* Records from a dataset:
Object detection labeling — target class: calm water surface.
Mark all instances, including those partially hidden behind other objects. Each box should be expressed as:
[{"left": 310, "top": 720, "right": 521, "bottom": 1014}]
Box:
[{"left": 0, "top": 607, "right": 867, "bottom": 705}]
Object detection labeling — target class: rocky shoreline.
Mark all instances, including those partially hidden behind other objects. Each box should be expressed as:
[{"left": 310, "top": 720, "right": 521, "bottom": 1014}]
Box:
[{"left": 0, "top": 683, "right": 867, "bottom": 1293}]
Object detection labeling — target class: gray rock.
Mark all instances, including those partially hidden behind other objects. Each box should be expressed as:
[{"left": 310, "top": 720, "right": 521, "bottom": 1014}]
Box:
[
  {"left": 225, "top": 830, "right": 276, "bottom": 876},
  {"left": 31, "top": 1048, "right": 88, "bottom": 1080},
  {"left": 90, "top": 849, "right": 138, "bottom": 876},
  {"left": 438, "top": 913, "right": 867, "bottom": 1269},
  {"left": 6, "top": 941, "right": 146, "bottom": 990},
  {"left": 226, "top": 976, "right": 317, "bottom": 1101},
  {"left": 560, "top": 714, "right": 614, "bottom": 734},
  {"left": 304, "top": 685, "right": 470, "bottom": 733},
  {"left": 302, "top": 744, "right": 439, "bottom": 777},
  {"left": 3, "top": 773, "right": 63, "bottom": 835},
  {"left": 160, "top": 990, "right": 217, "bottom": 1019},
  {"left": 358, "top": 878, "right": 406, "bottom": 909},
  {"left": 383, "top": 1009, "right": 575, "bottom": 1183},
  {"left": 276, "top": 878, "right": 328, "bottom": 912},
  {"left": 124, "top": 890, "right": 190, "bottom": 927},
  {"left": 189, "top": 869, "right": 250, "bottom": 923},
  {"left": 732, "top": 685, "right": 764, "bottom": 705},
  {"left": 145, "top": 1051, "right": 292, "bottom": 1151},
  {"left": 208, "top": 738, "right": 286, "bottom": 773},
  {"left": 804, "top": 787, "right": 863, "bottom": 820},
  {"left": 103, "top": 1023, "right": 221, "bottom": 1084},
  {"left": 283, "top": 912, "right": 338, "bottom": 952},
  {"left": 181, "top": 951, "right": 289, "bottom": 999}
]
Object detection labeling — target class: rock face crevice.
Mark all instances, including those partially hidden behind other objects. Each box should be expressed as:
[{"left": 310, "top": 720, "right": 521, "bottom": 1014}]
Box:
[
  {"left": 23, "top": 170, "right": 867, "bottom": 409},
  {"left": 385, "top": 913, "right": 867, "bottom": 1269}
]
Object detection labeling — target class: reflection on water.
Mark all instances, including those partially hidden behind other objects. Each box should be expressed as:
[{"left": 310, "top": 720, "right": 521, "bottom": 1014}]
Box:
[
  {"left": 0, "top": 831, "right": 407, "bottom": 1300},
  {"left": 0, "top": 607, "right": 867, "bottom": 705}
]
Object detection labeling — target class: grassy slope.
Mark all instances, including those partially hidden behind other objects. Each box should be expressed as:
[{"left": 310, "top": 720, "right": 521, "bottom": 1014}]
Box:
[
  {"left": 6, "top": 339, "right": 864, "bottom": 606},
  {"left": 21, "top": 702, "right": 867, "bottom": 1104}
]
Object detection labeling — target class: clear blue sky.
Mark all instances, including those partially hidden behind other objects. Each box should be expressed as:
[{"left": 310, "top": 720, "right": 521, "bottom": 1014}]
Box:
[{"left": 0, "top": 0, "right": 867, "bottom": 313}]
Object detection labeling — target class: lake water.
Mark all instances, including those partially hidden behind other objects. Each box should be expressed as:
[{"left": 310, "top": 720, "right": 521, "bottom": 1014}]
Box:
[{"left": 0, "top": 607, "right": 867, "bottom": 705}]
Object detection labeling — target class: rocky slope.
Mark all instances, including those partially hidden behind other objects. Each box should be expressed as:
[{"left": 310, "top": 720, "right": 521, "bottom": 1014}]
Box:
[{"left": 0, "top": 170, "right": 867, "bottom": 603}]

* Brief: Count the lines in the items above that contain the string "rocky". Reply with only the number.

* Task output: 2